Jobs:
- 1) Answer from the blog post about a first opera evening.
(a) According to the message, how old was Cristina Deutekom when she died?
(b) Which Mozart opera did the writer hear her sing arias from?
(c) What is the Eindhoven concert hall called now?
- 2) Say whether each statement agrees with the blog post about a first opera evening. Give yes or no, with the deciding words quoted.
(a) The writer heard Cristina Deutekom sing live.
(b) At the time of the concert, the Eindhoven hall was called Parktheater.
(c) The message about her death came in the evening.
- 3) Resume the blog post about a first opera evening, starting right after its last sentence.

Passage given:
##########

Wednesday, 29 October 2014

My very first opera evening: "Die Zauberflöte", with Cristina Deutekom


Back in time
This morning I got the message:
Cristina Deutekom (82) overleden. Hebt u haar live horen zingen of een andere mooie herinnering? Laat het weten!
"Cristina Deutekom (82) passed away. Did you hear her singing live, or do you have another nice memory? Let it know!"


Netherlands, the sixties
That was the beginning of searching for more about Cristina Deutekom. I had heard her. Live. Singing the world famous aria's of Mozart's opera "The Magic Flute", "Die Zauberflote" on an evening in the concert hall of Eindhoven, Netherlands, somewhere in the late sixtees. In that time it was named Stadsschouwburg, now Parktheater Eindhoven.

(Photo: The original Stadsschouwburg)

##########

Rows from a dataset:
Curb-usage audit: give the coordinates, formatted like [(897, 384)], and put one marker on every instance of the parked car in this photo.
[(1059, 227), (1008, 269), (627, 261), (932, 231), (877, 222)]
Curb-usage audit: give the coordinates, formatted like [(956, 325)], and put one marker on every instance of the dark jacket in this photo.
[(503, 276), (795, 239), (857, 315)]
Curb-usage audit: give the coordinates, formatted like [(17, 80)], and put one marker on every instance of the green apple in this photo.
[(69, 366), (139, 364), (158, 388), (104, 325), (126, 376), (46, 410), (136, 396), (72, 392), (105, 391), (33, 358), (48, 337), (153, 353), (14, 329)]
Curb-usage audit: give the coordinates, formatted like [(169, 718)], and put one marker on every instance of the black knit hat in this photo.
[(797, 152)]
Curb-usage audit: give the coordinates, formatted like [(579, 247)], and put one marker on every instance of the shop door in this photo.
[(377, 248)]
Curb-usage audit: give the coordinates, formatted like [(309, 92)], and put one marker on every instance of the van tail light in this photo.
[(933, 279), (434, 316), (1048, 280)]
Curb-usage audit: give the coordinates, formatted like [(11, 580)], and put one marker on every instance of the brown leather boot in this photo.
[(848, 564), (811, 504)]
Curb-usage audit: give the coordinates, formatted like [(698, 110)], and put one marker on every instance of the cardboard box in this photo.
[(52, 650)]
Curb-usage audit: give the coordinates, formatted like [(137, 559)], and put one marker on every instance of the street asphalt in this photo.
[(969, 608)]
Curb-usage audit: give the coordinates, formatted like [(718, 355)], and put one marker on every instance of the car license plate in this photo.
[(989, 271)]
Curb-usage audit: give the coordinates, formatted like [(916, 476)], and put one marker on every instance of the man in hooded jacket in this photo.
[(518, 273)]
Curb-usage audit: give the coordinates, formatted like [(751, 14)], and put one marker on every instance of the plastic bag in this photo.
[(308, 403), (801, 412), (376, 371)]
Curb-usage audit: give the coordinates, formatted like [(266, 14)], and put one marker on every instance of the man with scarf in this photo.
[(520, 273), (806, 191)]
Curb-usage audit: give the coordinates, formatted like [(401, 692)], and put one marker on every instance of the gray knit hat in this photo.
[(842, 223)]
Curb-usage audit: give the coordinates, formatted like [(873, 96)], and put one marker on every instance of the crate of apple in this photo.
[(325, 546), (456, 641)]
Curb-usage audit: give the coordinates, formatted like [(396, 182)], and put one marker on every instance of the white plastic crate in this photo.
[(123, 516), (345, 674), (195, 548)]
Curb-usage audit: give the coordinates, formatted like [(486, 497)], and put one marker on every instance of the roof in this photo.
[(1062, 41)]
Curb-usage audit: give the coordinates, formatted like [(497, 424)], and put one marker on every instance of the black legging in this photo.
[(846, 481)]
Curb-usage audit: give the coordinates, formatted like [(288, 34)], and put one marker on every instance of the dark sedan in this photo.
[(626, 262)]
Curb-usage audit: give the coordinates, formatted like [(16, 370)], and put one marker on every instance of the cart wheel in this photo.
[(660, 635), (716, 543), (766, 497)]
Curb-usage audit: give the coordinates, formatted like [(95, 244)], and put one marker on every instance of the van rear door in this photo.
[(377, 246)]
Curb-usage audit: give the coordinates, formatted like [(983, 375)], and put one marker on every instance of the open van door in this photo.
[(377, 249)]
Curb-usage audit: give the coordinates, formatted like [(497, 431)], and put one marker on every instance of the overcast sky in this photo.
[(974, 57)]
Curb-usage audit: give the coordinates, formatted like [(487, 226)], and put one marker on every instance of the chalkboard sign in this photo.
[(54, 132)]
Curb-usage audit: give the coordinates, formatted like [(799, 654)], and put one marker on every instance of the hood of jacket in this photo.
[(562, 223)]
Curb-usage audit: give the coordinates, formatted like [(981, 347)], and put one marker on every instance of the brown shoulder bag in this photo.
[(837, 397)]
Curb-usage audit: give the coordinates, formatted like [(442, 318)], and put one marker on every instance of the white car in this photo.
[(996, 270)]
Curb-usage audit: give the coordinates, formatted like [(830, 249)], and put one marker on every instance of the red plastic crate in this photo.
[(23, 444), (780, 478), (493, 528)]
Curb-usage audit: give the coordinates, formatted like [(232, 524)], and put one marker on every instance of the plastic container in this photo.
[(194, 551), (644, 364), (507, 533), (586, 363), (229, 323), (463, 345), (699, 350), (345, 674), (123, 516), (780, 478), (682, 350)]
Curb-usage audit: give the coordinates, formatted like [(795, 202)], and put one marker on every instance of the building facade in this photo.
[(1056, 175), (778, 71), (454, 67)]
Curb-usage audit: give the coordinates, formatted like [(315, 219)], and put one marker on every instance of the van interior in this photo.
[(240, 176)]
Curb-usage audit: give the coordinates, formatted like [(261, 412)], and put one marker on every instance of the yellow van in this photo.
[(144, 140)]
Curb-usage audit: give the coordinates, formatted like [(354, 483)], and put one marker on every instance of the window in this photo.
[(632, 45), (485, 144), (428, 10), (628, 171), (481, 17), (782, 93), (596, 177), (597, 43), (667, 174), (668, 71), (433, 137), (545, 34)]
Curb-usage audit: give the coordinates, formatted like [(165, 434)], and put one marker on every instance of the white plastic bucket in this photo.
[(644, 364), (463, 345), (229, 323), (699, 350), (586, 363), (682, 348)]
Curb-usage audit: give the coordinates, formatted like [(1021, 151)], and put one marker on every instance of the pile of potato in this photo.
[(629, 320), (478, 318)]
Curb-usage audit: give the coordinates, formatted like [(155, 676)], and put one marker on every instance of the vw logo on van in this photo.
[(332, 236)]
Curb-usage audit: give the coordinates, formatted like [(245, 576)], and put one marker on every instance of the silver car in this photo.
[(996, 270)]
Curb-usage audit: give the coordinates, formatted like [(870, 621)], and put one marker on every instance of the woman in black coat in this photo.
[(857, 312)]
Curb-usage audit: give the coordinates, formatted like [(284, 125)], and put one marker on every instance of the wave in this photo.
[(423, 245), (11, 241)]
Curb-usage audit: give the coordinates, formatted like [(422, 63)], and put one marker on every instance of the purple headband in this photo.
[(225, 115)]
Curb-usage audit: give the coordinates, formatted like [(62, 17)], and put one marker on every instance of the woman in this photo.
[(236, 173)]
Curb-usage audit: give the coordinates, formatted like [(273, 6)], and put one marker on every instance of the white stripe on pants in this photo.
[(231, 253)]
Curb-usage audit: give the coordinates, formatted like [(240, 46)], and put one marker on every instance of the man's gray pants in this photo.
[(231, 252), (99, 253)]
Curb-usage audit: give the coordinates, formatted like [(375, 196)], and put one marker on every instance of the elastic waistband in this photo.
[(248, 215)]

##########

Answer set:
- 1)
(a) 82
(b) "The Magic Flute" ("Die Zauberflöte")
(c) Parktheater Eindhoven

- 2)
(a) Yes: "I had heard her. Live."
(b) No: "In that time it was named Stadsschouwburg, now Parktheater Eindhoven."
(c) No: "This morning I got the message:"

- 3)
My first opera evening 
Being a student of what is named now "Fontys Hogescholen" or "University College Fontys" but then "Kweekschool", to become a teacher, I was obliged to make choices in the cultural program of the Stadsschouwburg. Without knowing what I chose there was as I remember now, also Alban Berg's opera Wozzeck, performed in a special part of the Stadsschouwburg, much smaller than the main hall, Puccini's La bohème, and ballets performed by the National Ballet of the Netherlands, and the Netherlands Dance Theater. The first big stage opera in my life is "Die Zauberflöte".
The smell of a theater, as I remember now also, is very special, becoming stronger when the curtains open. The free dynamic activity of a live performance is wonderful and emotionally nourishing, especially when one is not used to the beauty of theater, concerts, operas. In the sixties even TV was not common, only available for the few, still, though it was a growing market. All in life, and also around music was going to be more affordable, like the vinyl L.P.'s with classical music (Deutsche Grammophon). What do I mean with that: affordable? Being born after the war, in 1948, I have grown up in rather poor circumstances, compared with the luxury and high (even double) incomes and "needs" of families nowadays. There was no money for buying more than the basics in life.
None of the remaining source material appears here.